(Excerpt from a dataset)
:::

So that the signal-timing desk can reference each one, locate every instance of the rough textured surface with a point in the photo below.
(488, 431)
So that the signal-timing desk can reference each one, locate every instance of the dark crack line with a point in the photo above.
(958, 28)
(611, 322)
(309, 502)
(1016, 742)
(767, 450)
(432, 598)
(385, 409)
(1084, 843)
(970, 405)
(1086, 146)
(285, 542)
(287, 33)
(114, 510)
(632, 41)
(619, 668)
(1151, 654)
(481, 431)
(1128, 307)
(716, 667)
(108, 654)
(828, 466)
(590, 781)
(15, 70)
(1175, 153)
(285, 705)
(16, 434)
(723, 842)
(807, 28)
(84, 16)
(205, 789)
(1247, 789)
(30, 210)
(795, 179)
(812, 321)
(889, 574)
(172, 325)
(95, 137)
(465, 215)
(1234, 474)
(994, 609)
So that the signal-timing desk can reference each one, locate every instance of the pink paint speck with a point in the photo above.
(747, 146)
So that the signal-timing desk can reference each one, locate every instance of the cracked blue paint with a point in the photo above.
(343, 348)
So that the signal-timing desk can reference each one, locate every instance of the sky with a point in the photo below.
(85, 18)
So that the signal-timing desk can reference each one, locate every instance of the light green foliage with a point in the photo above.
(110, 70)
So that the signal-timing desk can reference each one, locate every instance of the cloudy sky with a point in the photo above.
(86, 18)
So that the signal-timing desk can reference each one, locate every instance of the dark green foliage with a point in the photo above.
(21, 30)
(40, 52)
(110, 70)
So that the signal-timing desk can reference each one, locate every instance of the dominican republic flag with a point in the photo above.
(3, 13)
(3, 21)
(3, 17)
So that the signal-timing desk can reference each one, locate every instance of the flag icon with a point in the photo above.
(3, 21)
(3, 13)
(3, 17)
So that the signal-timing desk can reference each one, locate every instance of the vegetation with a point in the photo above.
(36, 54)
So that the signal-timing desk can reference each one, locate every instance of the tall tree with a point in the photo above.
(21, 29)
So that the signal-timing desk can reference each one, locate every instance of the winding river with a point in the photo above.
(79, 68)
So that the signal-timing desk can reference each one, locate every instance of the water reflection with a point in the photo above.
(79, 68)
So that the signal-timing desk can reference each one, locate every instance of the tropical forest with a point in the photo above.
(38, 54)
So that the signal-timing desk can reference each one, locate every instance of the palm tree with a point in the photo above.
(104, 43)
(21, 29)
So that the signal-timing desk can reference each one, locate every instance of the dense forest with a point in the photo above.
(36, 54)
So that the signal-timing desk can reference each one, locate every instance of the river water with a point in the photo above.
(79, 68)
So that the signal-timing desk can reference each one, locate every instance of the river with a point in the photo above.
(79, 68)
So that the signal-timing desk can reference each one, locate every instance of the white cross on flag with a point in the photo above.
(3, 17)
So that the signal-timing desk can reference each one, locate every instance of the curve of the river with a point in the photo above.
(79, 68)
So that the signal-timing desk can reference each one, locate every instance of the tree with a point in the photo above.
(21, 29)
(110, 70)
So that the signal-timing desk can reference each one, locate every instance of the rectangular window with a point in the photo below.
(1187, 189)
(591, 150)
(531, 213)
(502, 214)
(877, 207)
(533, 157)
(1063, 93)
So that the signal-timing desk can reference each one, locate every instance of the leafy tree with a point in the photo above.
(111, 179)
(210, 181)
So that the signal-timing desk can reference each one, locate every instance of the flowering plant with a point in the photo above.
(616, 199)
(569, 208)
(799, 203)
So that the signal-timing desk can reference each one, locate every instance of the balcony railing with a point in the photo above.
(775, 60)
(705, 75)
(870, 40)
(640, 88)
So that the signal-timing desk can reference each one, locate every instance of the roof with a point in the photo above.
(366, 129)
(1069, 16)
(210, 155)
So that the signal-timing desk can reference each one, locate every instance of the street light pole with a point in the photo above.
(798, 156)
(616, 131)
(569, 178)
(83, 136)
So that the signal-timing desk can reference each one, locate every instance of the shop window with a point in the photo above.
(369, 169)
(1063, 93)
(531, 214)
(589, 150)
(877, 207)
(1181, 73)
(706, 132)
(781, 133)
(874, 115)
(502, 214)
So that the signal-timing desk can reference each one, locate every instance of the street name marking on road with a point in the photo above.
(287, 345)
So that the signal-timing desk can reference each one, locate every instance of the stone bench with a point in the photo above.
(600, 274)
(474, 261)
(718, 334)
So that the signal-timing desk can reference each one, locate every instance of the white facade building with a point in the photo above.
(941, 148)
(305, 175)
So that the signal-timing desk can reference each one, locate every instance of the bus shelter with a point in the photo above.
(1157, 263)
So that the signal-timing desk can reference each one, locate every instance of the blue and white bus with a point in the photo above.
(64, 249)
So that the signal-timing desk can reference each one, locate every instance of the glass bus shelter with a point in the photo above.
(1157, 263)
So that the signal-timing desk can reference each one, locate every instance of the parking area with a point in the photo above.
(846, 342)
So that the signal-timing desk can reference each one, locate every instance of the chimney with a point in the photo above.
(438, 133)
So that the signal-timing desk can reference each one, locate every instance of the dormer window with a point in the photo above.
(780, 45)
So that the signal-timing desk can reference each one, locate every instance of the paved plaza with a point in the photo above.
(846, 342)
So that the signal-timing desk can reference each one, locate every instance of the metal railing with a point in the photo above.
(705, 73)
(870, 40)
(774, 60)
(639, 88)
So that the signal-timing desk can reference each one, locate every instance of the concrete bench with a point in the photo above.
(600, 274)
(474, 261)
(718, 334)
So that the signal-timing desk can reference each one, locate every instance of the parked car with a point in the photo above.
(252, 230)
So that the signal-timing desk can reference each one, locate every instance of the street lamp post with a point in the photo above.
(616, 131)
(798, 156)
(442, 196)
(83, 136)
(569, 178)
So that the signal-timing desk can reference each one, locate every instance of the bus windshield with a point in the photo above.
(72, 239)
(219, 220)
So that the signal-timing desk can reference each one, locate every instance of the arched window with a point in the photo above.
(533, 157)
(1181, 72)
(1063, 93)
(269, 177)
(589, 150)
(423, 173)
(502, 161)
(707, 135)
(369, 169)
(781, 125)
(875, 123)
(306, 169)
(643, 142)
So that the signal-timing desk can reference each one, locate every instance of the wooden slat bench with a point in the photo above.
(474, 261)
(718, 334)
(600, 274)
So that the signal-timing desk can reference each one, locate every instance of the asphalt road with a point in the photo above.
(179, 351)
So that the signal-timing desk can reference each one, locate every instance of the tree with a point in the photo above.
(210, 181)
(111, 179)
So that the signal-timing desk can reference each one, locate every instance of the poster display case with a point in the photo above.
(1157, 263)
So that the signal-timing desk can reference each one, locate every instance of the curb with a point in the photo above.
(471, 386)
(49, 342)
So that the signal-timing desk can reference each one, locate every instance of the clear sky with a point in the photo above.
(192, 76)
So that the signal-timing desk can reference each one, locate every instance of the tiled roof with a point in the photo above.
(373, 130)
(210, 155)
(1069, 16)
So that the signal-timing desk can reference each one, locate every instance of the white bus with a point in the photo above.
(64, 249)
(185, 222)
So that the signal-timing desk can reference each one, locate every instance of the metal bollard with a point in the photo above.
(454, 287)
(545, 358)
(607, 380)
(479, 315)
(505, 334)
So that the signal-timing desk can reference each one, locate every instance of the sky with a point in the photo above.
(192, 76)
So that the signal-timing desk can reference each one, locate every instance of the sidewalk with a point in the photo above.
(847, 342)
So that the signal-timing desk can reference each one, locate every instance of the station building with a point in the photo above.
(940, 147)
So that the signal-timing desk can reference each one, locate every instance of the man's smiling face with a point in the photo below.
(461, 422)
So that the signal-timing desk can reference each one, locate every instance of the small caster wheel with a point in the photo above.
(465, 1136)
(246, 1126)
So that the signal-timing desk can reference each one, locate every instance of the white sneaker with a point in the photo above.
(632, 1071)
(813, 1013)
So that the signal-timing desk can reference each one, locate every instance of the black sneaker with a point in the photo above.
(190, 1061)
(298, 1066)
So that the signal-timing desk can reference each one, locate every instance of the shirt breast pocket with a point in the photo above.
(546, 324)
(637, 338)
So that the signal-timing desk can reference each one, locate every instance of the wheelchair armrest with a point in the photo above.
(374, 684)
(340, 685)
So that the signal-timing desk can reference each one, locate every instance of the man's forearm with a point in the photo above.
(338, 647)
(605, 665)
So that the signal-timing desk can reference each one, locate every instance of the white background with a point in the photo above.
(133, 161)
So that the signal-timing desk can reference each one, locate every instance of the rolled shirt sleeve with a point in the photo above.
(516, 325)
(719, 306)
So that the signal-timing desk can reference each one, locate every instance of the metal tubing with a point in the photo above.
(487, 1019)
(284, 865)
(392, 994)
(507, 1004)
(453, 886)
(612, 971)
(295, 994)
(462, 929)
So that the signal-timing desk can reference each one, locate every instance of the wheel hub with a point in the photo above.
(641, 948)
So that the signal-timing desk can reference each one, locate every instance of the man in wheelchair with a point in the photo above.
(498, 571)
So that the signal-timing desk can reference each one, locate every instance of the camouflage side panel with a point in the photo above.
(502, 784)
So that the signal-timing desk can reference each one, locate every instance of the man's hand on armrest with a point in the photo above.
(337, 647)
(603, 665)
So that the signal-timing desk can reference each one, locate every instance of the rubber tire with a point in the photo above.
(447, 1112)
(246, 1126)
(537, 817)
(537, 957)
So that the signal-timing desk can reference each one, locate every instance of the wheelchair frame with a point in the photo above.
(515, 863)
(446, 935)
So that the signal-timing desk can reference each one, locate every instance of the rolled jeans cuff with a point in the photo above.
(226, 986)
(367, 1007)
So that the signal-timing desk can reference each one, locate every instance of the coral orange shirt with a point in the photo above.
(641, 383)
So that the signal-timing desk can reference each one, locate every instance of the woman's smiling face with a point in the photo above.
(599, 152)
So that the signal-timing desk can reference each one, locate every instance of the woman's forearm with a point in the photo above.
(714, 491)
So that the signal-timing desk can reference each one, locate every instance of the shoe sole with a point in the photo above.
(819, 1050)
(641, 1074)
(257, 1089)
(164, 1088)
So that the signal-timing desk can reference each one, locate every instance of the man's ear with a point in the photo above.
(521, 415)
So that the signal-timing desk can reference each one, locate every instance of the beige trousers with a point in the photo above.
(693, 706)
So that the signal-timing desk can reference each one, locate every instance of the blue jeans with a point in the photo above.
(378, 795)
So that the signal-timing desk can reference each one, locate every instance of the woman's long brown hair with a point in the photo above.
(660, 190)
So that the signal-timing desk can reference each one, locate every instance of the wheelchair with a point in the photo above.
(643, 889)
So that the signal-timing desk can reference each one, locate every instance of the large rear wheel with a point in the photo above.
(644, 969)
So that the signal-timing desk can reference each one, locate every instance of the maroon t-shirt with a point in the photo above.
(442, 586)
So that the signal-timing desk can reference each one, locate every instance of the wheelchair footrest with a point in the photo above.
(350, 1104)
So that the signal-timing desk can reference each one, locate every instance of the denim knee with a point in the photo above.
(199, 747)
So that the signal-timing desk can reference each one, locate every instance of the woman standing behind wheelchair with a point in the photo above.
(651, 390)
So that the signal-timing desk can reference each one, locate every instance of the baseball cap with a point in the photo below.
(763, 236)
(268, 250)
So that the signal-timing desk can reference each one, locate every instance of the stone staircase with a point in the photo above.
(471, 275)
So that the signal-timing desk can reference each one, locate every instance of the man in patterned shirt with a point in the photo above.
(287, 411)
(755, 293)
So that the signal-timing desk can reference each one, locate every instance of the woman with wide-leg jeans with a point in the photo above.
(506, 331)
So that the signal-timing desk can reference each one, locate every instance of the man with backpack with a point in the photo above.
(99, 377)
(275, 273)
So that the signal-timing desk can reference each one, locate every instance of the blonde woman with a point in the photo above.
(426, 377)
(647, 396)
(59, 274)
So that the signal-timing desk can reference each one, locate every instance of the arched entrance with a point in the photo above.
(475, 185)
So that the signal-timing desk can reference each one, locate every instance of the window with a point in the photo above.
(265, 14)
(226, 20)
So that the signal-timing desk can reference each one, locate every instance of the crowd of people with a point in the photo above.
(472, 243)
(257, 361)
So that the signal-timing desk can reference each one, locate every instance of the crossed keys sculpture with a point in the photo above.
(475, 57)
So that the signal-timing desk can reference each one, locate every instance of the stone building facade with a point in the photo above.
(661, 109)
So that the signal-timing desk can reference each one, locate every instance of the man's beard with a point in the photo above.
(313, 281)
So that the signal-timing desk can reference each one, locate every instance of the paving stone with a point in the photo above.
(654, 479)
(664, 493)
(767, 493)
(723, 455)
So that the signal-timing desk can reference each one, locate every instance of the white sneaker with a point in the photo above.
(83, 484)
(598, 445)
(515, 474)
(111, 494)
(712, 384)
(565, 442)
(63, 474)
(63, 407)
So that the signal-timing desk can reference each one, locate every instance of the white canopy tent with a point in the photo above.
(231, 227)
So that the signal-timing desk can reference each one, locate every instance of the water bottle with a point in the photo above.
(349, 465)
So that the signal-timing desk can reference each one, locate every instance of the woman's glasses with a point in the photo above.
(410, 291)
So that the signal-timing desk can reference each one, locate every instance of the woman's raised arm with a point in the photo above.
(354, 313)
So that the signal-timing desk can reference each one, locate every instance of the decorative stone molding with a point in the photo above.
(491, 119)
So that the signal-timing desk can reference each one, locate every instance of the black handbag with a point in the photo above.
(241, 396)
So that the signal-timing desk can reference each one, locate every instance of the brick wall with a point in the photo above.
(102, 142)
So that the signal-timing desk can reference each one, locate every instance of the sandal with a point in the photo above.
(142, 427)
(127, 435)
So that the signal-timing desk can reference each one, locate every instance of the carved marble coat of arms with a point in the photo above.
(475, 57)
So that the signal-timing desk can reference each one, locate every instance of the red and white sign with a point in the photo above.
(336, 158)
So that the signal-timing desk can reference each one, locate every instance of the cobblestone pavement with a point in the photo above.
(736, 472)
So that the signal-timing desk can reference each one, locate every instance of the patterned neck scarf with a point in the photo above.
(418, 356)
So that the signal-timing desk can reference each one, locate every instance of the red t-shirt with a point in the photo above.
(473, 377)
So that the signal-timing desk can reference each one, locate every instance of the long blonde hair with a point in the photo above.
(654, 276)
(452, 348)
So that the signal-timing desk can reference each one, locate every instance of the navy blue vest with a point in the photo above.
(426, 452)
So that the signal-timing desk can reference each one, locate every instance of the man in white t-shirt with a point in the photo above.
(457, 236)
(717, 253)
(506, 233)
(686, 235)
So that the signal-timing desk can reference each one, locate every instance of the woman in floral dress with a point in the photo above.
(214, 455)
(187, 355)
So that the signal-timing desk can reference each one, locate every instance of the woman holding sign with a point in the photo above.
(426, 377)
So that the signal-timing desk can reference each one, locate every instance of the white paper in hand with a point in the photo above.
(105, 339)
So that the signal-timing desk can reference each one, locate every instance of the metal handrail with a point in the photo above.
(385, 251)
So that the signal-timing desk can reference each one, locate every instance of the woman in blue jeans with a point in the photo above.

:::

Please reproduce the stretch of the material from the line containing "of the maroon" through the line containing "(350, 1104)", keeping every line, the requests included, but multiply each coordinate in the answers by 0.6 and round it to a whole number, with halves going up.

So that the signal-timing desk can reference each one, locate every instance of the maroon t-shirt with a point in the photo above.
(265, 352)
So that the signal-timing desk can reference each one, locate every instance of the wheelchair footrest with a point in the photo above.
(210, 662)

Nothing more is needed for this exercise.